- _WORK TO COMPLETE_
a) Decide whether each statement agrees with the excerpt on the JOINT-02 trial design below, answering yes or no and quoting the deciding words of the excerpt. (i) The study was registered at UMIN-CTR. (ii) The present study evaluates cost-effectiveness along with effectiveness and safety. (iii) I’cros Co., Ltd., created the website for study registration.
b) Quote the excerpt on the JOINT-02 trial design word for word, taking everything from "Recruitment of the" down to "in calling practitioners.".

** Opening SELECTED EXCERPT block **

Ethics and registration
Ethical issues regarding protocol were reviewed by the ethical committee for JOINT under the Declaration of Helsinki (Dr. Rikushi Morita, Chairman). If it turned out that a patient was at a disadvantage under observation, the ethical committee was given permission to stop the protocol. This study was registered at UMIN-CTR (University Hospital Medical Information Network—Clinical Trial Registry) with the number C000000001.
Statistical analysis
Analysis of the intent to treat principle was applied to the statistical analysis. Efficacy analysis uses a full analysis set (FAS), and all of the enrolled patients are applied to the analysis except for patients without efficacy data, patients who do not correspond to inclusion criteria and patients who do not receive treatment. The PPS (protocol per set) group is defined as consisting of patients without any serious protocol violation.
Recruitment of the practitioner
The explanatory meeting of the protocol and registration was held in all of Japan. The executive members of the A-TOP research group were responsible for the presentation of the protocol and for the recruitment of study institutions and practitioners. The A-TOP committee created the WEB site on the Internet so that the registration of the study could be executed directly. I’cros Co., Ltd., was also involved as a collaborator in calling practitioners.
Results and discussion
Several principles had to be considered for acceptance of concurrent treatment: firstly, the concurrent treatment should be clinically and statistically significantly more effective than the basic treatment; secondly, the concurrent treatment should be of the same level of safety as single treatment; thirdly, the concurrent treatment should be cost-effective. Although these principles should be evaluated before adopting concurrent treatment, the authors have applied concurrent treatment to osteoporosis widely, without any background evidence. Among these principles, the authors have decided to evaluate the first two issues, effectiveness and safety, in the present study. Since this type of evaluation is absolutely required by a clinician, a researcher-initiative study was considered as being the most suitable type of evaluation. This was the reason why the authors decided to use a researcher-initiative clinical trial in determining the effectiveness of concurrent treatment for osteoporosis. The JOINT-02 protocol was the first randomized, controlled trial conducted nationwide for osteoporosis in Japan initiated by researchers, and its scale was also the largest ever. It was therefore necessary for various organizations to collaborate together, and there have been no previous reports on how to manage the PROBE trial in Japan. This is why we wanted to report the design of JOINT-02. In this paper, we have presented the organization of the A-TOP research group and execution of the JOINT 02 protocol. This is because we believe that this report should help a researcher who is willing to build a new nationwide investigation that is constructed by an organization of clinical research work.

** Closing SELECTED EXCERPT block **
** Opening EXTRACTED ENTRIES block **

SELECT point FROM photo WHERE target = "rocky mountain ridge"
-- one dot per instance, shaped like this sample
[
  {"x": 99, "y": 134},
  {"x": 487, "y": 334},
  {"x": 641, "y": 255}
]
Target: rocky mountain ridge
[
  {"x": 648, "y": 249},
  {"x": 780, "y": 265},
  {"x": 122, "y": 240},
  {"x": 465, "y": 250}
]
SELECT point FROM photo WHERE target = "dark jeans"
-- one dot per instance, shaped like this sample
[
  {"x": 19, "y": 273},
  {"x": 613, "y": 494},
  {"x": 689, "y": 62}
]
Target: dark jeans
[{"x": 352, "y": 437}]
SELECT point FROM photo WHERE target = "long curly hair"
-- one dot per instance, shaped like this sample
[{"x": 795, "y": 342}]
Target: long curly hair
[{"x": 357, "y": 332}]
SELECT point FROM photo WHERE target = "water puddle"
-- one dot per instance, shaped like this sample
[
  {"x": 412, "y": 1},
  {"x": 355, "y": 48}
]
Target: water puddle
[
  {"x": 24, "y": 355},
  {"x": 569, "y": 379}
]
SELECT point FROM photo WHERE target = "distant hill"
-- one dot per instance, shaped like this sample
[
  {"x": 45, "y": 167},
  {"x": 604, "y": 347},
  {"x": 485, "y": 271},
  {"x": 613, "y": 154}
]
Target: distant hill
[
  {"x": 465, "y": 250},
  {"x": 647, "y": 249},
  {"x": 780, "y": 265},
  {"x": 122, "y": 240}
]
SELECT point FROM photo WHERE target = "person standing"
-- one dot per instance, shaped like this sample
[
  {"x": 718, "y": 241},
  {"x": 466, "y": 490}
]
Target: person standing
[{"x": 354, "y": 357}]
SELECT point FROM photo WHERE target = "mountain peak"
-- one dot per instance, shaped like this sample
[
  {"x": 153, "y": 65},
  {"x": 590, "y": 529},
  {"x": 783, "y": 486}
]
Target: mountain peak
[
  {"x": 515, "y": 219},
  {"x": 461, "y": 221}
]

** Closing EXTRACTED ENTRIES block **

- _SOLUTIONS BELOW_
a)
(i) Yes: "This study was registered at UMIN-CTR"
(ii) No: "the authors have decided to evaluate the first two issues, effectiveness and safety, in the present study"
(iii) No: "The A-TOP committee created the WEB site on the Internet"

b)
Recruitment of the practitioner
The explanatory meeting of the protocol and registration was held in all of Japan. The executive members of the A-TOP research group were responsible for the presentation of the protocol and for the recruitment of study institutions and practitioners. The A-TOP committee created the WEB site on the Internet so that the registration of the study could be executed directly. I’cros Co., Ltd., was also involved as a collaborator in calling practitioners.